### Task
Decide whether each statement agrees with the meeting report, answering yes or no and quoting the deciding words of the report. 1. The Parisi Lecture was given during the afternoon session. 2. The level of TREM2 is negatively correlated with the presence of hyperphosphorylated tau protein. 3. Dr. Ann Thor predicted that subspecialists would fare poorly in the future job market.

### Page excerpt
____
Friday, June 12, 2015

Second Day at 2015 American Association of Neuropathologists Meeting: Looking Forward

The second day of the annual meeting of the American Association of Neuropathologists looked to the future -- on the scientific, professional, and clinical level. Highlighting the morning session was the annual Parisi Lecture, this year delivered by Bruce Lamb, PhD. Dr. Lamb spoke about the role of innate immunity in the development of Alzheimer Disease (AD). More specifically, Dr. Lamb discussed the special role played by the molecule Triggering Receptor Expressed in Myeloid Cells 2 (TREM2) in the development of the plaques (and dystrophic tau neurites) associated with AD. It appears that the level of this protein on monocyte cell membranes, whether in peripheral blood  or decorating amyloid plaques in brain parenchyma, is positively associated with the development of amyloid plaques in mouse models. Strangely, there is a negative correlation between the level of this protein and the presence of hyperphosphorylated tau protein. So, whether TREM2 turns out to be a serum marker that can be used in the diagnosis of AD or as a target for the treatment of AD remains to be seen. But TREM2 does promise to play an important role in the future understanding of the molecular mechanisms underlying the development of AD. On the professional level, Dr. Ann Thor spoke to young physicians about to enter the field at a trainee luncheon in which she spoke about the future of neuropathology. She opined that -- despite predictions of gloom from some corners -- the subspecialist, including the neuropathologist, will be prized in the job market of the future. Dr. Thor's presentation was followed by short discussions by recent graduates of neuropathology fellowships who had landed positions, some with relative ease. The future of clinical practice was addressed in the afternoon with a series of platform presentations on new technologies in the characterization of brain tumors. A sampling of the platform titles which reflect the future of clinical practice included: Use of Stimulated Raman Scattering Microscopy for Quantitative Brain Tumor Imaging and Implementing 450k Methylation Array in Neuropathology: Implications for Diagnosis and Clinical Management. After a long day of looking forward toward the bright future of neuropathology, the Annual Reception was an opportunity for attendees to let their hair down and party into the evening (which, in the case of neuropathologists, of course means finishing up around 8:30 pm!)
____
Stored data
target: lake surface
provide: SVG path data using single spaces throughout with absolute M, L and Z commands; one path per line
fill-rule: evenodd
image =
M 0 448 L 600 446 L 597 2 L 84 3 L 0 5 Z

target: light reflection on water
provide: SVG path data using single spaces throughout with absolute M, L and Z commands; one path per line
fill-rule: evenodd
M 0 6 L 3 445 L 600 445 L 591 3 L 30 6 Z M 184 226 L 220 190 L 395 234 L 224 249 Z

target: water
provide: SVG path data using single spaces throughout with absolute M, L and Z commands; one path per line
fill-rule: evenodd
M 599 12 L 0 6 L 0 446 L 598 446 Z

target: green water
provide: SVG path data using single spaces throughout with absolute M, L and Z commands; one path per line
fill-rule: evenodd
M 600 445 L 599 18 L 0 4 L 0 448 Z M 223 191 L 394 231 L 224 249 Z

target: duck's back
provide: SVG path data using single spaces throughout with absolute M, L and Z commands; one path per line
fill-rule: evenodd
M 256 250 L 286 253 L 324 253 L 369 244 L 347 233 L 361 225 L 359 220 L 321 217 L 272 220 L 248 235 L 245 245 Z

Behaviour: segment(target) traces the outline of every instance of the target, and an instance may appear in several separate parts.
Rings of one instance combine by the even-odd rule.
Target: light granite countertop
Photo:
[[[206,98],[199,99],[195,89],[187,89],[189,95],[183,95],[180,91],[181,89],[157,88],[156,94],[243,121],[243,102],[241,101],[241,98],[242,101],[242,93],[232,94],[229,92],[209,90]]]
____
### Solution
1. No: "Highlighting the morning session was the annual Parisi Lecture"
2. Yes: "there is a negative correlation between the level of this protein and the presence of hyperphosphorylated tau protein"
3. No: "the subspecialist, including the neuropathologist, will be prized in the job market of the future"